Object location annotation data
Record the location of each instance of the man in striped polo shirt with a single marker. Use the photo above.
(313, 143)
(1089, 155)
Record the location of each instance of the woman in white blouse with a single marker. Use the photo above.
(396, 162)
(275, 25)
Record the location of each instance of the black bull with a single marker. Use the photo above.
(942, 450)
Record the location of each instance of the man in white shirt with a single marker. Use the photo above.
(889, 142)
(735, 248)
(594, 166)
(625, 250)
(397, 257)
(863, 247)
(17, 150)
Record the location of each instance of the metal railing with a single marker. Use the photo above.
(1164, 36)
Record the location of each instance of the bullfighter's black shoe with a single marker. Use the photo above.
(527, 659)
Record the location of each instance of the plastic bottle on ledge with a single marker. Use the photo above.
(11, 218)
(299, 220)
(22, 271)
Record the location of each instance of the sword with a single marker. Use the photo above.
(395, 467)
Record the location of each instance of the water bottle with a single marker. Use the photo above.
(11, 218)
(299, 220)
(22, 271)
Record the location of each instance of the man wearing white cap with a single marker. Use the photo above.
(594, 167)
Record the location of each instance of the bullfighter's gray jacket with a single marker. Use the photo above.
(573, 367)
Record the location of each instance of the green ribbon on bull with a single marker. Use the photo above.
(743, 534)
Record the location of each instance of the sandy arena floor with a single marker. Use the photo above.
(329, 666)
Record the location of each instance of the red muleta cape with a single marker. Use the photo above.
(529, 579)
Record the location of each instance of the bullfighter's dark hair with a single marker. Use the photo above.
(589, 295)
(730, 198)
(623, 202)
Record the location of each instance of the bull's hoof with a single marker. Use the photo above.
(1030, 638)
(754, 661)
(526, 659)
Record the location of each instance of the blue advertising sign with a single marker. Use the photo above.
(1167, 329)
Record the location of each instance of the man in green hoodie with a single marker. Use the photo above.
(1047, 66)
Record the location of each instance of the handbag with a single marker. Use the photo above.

§ **Request**
All lines from the one containing "Record the location of each instance of the plastic" through the final line of the listing above are to be reproduced exactly; include both and add nothing.

§ **Task response**
Record the location of each instance of the plastic bottle on ledge with a single marker. Use the photo above.
(11, 218)
(299, 220)
(22, 271)
Record the location of each instance of the sword with a single marker. Use the photo above.
(395, 467)
Record the location of each instance of the water bottle with a single marker. Use the photo above.
(11, 218)
(299, 220)
(22, 271)
Record the location of each instance of the man wearing white cap with a single marker. Use the photo above.
(594, 167)
Record the location of each instance of the bullfighter's gray jacket with a single marker. Use the photo above.
(573, 367)
Record the location of each instance of the green ribbon on bull with a single marker. Use the photo above.
(743, 534)
Record the location of each instance of the sandy arena floor with a single marker. Use the photo above.
(329, 666)
Record the location of each instance of the red muleta cape with a single marker. Use the photo above.
(529, 579)
Record the location of each instance of the bullfighter's dark hair with a single marker. Use the photo above.
(589, 295)
(730, 198)
(623, 202)
Record the location of each instance of the bull's hoof with a single marker. Use the photo above.
(1030, 638)
(754, 661)
(526, 659)
Record the location of each instance of the blue advertising sign with a single marker. Use the photo above.
(1167, 329)
Record the location of each instance of the man in green hoodie with a single marker. Use the photo above.
(1047, 66)
Record the location of each instance of the handbag with a single marker. Use the photo above.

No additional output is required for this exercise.